Notes on Reinforcement Learning

Note

I don’t know who this article is for, excepting me, but whosoever comes across this, hope you get something out of it.

Reinforcement Learning is made out of two parts, the Agent and the Environment, interacting with each other with each though states, actions and rewards. As an agent learns to navigate the states in an Environment in order to accomplish a particular goal, it receives in return a reward which is usually emitted by the Environment. These rewards help in guiding the agents towards the predetermined goal. The aim of the agent is to maximize the quantity of rewards it can gather from the environment and that is possible by accomplishing the assigned goal in the most optimal way. There are scenarios where this may not happen due to a badly designed environment or making the agent optimize for the wrong things. Generally, a good way to think about this setup is to think about the agent and the environment as playing a two-person turn taking game. The state always takes the first turn and provides a range of options for the kinds of actions that the agent can take. Based on this range of actions available to the agent, the agent tries to take the action that not only maximizes its immediate reward it can get from the environment but also somehow maximize the overall reward it can gain from playing the game itself. In this game setup, the environment generally does not have agency, in such a way that the agent can have. If the environment can evolve over time in order to discourage the agent, this turn taking setup simply reduces to a variation of one of von Neumann’s minimax games. But for reinforcement learning, the environment can have probabilistic outputs but does not evolve over time in response to the agent. One of the simplest way to represent such a game is as a Markov Decision Processes.

flowchart TD
A(Agent)
E(Environment)

A --action--> E 
E --reward--> A
E --state--> A

Markov Decision Processes (MDPs)

MDPs are mathematical models and can be represented by

$$\left(\mathcal{S},\mathcal{A},P,R,\gamma ,\rho \right)$$

Each element of the tuple has been defined below:

States $s\in \mathcal{S}$ are the available positions in the MDP, there is usually a set of actions $s\mapsto \mathcal{A}(s)$ associated with any state. Any state can therefore be thought of a function $\mathcal{S}:s\to A$, such that it takes the “ID” of a state $s$ and accordingly returns a set of actions $A\subseteq \mathcal{A}$ out of which the agent chooses one based on its internal probabilistic logic. A state is almost always a part of the environment, the agent navigates through the states of an environment collecting rewards until either it runs of out turns or the goal is achieved. In order to follow through with the turn-taking metaphor, the state at turn $t$ can be represented as $s_t$.

Actions $a\in \mathcal{A}$ are the possible decisions that an agent can take from a particular state $s$. Actions depends on the state that the agent is currently in.

Transition Dynamics $P(s^{\prime }\mid a,s)$ is the probability of going from state $s$ to $s^{\prime }$ through action $a$. The environment induces randomness through the the transition dynamics ingrained in it. Consider the action of jumping ($a$) from the roof of one building (state $s$) to the roof of another building (state $s^{\prime }$). It is incredibly unlikely that you can land on the other roof if the two buildings are situated far enough, therefore the resulting probability of reaching the other state in this case is fairly low. Similarly, you can easily reach the next state if the roof are very close to each other. The underlying probability of transition $s\to s^{\prime }$ is a function of the distance between the two roofs. This underlying function is abstracted away, and you just see a singular probability value that communicates how likely/unlikely the transition is.

- _THE TASKS_
[A] According to the notes on reinforcement learning, what is one of the simplest ways to represent the game between the agent and the environment?
[B] Repeat the passage of the notes on reinforcement learning from "Notes on Reinforcement" to "something out of it.".
Rely only on the notes on reinforcement learning.

- _DATASET CONTENT_
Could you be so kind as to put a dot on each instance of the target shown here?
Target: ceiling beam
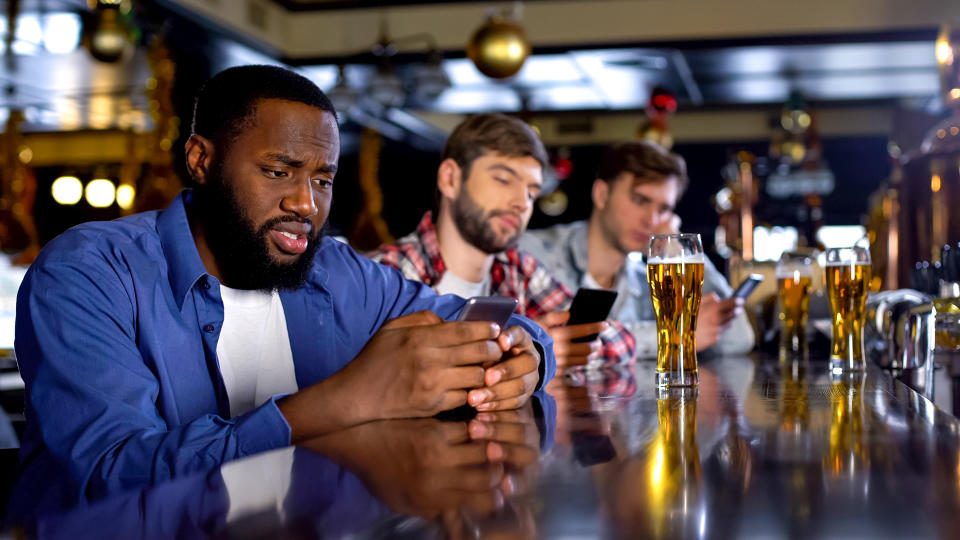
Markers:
(301, 34)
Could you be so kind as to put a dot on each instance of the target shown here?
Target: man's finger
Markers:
(554, 318)
(572, 361)
(561, 348)
(515, 336)
(476, 352)
(462, 377)
(420, 318)
(512, 368)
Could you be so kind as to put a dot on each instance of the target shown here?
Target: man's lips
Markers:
(291, 237)
(510, 221)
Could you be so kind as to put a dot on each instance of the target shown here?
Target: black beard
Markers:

- _TASK SOLUTIONS_
[A] As a Markov Decision Process.

[B]
Notes on Reinforcement Learning

Note

I don’t know who this article is for, excepting me, but whosoever comes across this, hope you get something out of it.